*Excerpts of location labeling data*
──────

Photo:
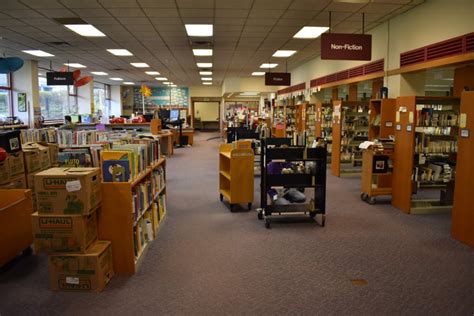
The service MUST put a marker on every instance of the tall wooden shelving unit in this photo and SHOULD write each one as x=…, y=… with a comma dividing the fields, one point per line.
x=236, y=173
x=117, y=221
x=463, y=209
x=419, y=143
x=350, y=126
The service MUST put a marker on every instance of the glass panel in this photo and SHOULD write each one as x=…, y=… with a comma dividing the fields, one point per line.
x=55, y=101
x=4, y=103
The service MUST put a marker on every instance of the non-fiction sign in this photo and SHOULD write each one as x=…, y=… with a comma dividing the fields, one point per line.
x=59, y=79
x=341, y=46
x=277, y=78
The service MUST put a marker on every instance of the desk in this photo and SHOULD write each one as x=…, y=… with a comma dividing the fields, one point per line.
x=188, y=131
x=166, y=142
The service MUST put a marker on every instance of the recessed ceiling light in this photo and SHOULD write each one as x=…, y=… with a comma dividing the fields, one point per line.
x=284, y=53
x=202, y=52
x=75, y=65
x=37, y=52
x=120, y=52
x=140, y=65
x=204, y=65
x=311, y=31
x=268, y=65
x=85, y=30
x=199, y=29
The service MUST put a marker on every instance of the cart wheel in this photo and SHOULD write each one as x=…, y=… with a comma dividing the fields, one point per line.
x=267, y=223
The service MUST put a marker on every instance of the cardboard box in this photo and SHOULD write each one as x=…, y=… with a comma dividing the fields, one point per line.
x=10, y=141
x=63, y=233
x=16, y=182
x=4, y=171
x=17, y=164
x=88, y=272
x=68, y=190
x=36, y=157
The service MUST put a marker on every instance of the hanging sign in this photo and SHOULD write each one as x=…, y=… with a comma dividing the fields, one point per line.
x=59, y=78
x=340, y=46
x=277, y=78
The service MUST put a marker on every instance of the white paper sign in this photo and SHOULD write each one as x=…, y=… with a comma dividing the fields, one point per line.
x=73, y=186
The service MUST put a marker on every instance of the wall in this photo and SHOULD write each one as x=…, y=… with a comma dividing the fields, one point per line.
x=430, y=22
x=207, y=111
x=26, y=80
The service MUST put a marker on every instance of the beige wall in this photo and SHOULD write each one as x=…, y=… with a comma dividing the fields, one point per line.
x=206, y=111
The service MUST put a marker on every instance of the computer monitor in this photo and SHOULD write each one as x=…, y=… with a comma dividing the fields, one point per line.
x=174, y=115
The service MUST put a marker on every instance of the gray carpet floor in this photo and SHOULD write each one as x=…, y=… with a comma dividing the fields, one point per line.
x=209, y=261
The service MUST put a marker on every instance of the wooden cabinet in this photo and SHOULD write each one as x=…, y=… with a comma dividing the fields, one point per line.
x=121, y=221
x=463, y=208
x=425, y=152
x=236, y=176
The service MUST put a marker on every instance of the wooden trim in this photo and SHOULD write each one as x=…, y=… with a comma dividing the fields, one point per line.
x=459, y=59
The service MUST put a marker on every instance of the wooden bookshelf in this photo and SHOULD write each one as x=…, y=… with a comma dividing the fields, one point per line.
x=236, y=174
x=117, y=221
x=407, y=156
x=462, y=227
x=349, y=127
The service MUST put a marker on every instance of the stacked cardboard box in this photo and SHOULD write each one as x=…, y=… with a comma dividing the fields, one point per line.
x=65, y=227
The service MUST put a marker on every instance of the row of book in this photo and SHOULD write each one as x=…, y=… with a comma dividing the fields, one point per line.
x=47, y=135
x=427, y=145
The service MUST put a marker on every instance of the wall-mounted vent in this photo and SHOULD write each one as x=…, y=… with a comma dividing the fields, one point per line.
x=451, y=47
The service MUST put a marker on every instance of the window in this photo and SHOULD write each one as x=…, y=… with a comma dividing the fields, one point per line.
x=56, y=101
x=5, y=91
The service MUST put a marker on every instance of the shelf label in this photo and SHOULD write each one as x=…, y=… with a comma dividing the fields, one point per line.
x=463, y=120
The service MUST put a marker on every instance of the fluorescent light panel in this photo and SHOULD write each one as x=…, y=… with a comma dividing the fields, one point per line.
x=268, y=65
x=204, y=65
x=202, y=52
x=75, y=65
x=140, y=65
x=120, y=52
x=200, y=30
x=284, y=53
x=311, y=31
x=87, y=30
x=99, y=73
x=37, y=52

──────

*Written exercise*
Turn everything in the material above from the line containing "of the shelf" down to the line containing "x=463, y=120", both included, into a JSON list of strings with one string per line and no blank lines. Include no other lines.

*Response to the task*
[
  "The service MUST put a marker on every instance of the shelf label in this photo and SHOULD write each one as x=…, y=… with a comma dividing the fields, one point per line.",
  "x=463, y=120"
]